--- begin GIVEN ENTRIES ---

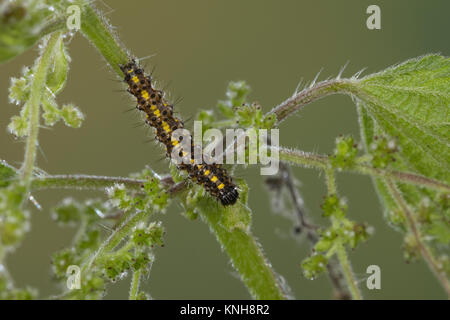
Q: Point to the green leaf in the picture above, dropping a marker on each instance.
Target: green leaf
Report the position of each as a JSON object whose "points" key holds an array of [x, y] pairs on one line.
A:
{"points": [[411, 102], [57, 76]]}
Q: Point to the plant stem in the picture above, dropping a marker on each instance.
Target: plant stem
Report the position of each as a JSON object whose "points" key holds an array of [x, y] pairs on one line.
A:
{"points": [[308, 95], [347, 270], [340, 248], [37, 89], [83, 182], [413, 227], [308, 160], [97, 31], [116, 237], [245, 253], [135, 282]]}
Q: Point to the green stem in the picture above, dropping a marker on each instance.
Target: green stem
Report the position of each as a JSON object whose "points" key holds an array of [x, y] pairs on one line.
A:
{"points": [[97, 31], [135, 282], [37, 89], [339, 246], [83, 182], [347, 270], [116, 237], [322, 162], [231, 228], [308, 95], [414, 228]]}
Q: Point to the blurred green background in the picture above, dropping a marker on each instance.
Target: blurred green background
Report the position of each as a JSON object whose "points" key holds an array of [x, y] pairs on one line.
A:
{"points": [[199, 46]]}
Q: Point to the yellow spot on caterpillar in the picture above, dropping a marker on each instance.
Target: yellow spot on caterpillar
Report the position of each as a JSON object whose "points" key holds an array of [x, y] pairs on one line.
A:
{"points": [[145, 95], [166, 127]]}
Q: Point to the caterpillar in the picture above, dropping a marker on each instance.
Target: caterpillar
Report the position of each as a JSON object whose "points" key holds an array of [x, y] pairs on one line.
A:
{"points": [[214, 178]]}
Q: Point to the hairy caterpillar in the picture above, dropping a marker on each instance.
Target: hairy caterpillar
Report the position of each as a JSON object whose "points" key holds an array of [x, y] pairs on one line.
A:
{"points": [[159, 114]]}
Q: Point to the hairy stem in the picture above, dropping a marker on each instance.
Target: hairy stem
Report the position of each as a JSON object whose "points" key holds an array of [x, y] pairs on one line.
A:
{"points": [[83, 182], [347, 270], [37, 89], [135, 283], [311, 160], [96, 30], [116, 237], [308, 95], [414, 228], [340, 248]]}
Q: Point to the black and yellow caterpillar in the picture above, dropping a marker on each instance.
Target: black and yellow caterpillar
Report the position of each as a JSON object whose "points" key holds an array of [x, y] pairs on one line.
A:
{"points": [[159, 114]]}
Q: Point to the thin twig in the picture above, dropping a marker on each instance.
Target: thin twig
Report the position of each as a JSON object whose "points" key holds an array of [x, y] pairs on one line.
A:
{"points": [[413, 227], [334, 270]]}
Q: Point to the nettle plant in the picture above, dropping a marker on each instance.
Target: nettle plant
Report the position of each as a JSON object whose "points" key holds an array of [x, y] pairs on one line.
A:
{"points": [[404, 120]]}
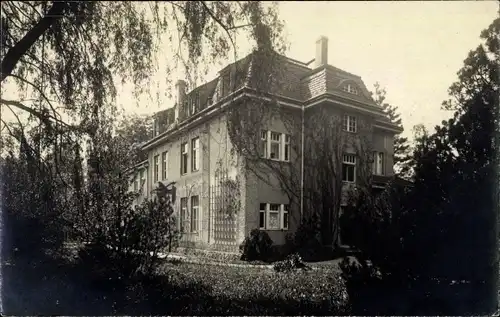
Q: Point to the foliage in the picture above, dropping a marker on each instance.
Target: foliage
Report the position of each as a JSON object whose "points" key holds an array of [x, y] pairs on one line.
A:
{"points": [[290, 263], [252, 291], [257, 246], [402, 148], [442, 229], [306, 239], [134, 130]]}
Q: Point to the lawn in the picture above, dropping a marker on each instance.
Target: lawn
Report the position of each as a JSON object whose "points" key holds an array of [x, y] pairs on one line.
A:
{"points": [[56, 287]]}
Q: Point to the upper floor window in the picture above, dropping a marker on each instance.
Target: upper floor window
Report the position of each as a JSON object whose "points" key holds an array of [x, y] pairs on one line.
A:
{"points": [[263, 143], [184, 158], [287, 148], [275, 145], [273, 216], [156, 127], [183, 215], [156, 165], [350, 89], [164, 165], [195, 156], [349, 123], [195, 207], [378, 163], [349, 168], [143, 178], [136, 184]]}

--- end GIVEN ENTRIES ---

## YOUR INSTRUCTIONS
Leave out the pictures and print every line of the data exactly.

## WRITTEN ANSWER
Q: Point to the green leaf in the picture above, dropping a marker on each instance.
Target: green leaf
Report the position of each as a JSON object whose "points" key holds an array of [x, y] pairs on one line.
A:
{"points": [[411, 102], [57, 76]]}
Q: Point to the plant stem in the picture above, dropping a marker on each instance.
Target: plant stem
Report the position of each as a JSON object whose "points" key holds an array of [x, y] pairs on one line.
A:
{"points": [[308, 95], [347, 270], [340, 248], [37, 89], [83, 182], [413, 227], [308, 160], [97, 31], [116, 237], [245, 253], [135, 282]]}
Q: Point to the green stem in the picture above, dropping a marker on each instance.
Target: green stem
Report the position of each as a JSON object whose "points" key holds an array of [x, y] pairs on one line.
A:
{"points": [[97, 31], [135, 282], [37, 89], [339, 246], [83, 182], [347, 270], [116, 237], [322, 162], [231, 228], [308, 95], [414, 228]]}
Q: Point to the blurred green background in the picture above, dropping a marker on each instance.
Target: blurred green background
Report the position of each as a JSON object whose "points" key holds an array of [x, y] pairs on one line.
A:
{"points": [[199, 46]]}
Q: Point to the yellow spot on caterpillar in the picture above, dropping a marker on each instance.
Target: yellow spot on caterpillar
Report the position of each as a JSON object whose "points" key holds an array of [x, y] pairs on one line.
A:
{"points": [[145, 95], [166, 127]]}
Q: Point to the caterpillar in the picture above, dropping a marker on each instance.
Target: caterpillar
Report the position of each as a JSON object whose "points" key holds an array of [x, y] pairs on one line.
A:
{"points": [[214, 178]]}
Q: Point to the hairy caterpillar in the picture above, dropping a marker on each instance.
Target: hairy caterpillar
Report the position of each as a JSON object whose "points" key holds an array of [x, y] pairs on one line.
A:
{"points": [[159, 114]]}
Q: Point to the hairy stem in the picture above, dropping a marker on each instance.
Target: hairy stem
Report the position of each as a JSON object whose "points" key holds an array of [x, y] pairs on one line.
A:
{"points": [[83, 182], [347, 270], [37, 89], [135, 283], [311, 160], [96, 30], [116, 237], [308, 95], [414, 228], [340, 248]]}
Q: Point to the black and yellow caterpillar in the picture above, dropping a marker on each instance.
Target: black and yellow caterpillar
Report the position of each as a JSON object whose "points" key holds an array of [x, y] pairs on one line.
A:
{"points": [[159, 114]]}
Q: Point to the thin twig in the picture above, dropping a marker on each instance.
Target: thin twig
Report the position of each as a JSON object whose "points" key holds an array of [x, y] pairs on one line.
A:
{"points": [[413, 227], [334, 270]]}
Q: Point to the nettle plant in the picture above, dropping a marker on each instance.
Target: nettle plant
Report the position of each as a JSON object whose "points" key holds an array of [x, y] pairs on one line.
A:
{"points": [[404, 120]]}
Q: Point to the foliage in the picture above, dropping a marker on each instance.
Target: foliage
Report the position of each as a JSON object whose "points" key holds an array of [x, y] pairs on one line.
A:
{"points": [[290, 263], [252, 291], [257, 246], [402, 148], [442, 229], [306, 239], [134, 130]]}
Q: Point to the lawn in the picture above, dropping a marker on each instance.
Target: lawn
Report the position of each as a JSON object whose "points" key holds an array of [x, y] pairs on one line.
A:
{"points": [[56, 287]]}
Q: Point to the upper floor window in the picture above, dropping a marker on each instance.
Target: upper floor window
Report the position of each as a JSON object whose "points" key holds an array of [x, y] pairs on one line.
A:
{"points": [[263, 143], [184, 158], [287, 148], [275, 145], [273, 216], [156, 127], [183, 215], [156, 165], [350, 89], [164, 165], [195, 156], [349, 123], [195, 207], [378, 163], [349, 168], [143, 178], [136, 184]]}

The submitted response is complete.